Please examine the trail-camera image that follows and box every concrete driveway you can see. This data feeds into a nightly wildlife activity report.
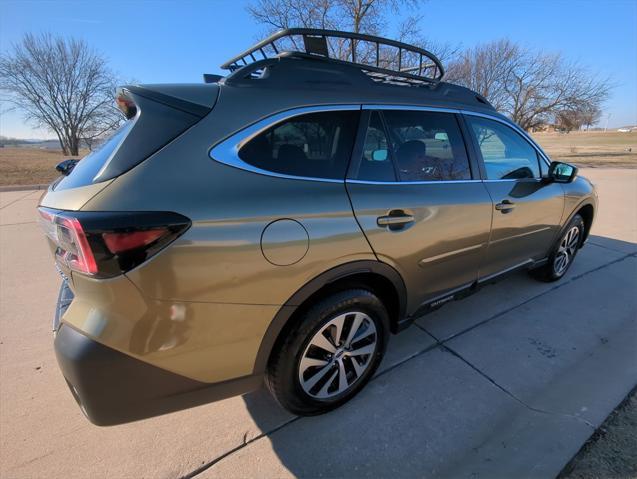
[0,169,637,478]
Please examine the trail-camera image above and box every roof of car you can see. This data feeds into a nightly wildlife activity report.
[206,28,495,114]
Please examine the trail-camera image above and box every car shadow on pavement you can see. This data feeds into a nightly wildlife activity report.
[230,236,637,477]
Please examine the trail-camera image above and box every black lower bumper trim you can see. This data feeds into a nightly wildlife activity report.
[55,324,263,426]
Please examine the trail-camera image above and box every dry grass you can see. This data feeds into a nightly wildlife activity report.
[0,131,637,186]
[558,390,637,479]
[0,147,85,186]
[533,131,637,168]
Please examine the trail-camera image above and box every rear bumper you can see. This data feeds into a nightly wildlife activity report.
[55,324,263,426]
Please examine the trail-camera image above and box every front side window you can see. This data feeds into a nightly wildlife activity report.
[383,110,471,181]
[357,111,396,181]
[466,115,540,180]
[239,111,359,179]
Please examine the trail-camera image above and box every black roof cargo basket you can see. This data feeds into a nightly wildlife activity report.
[221,28,444,84]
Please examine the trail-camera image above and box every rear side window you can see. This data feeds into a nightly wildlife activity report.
[239,110,359,179]
[383,110,471,181]
[466,115,540,180]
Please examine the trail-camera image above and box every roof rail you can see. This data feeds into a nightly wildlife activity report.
[221,28,445,84]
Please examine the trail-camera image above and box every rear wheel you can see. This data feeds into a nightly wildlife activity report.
[267,289,389,415]
[531,215,584,282]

-----

Copy the listing above word for word, from the line with "every black roof" up to and including the line with "[221,28,445,84]".

Please examine the trail-camera image above and box every black roof cargo basket you can see. This data feeds into a nightly wildlife activity report.
[221,28,444,84]
Please examine the trail-camera image above and box every rear side window you can see. This data feeds into a nightly wildlife activity report.
[239,110,359,179]
[383,110,471,181]
[466,115,540,180]
Please examine the trail-camera image above and box every roof rail you can see. This data feeds into a nightly wildlife activity report.
[221,28,445,84]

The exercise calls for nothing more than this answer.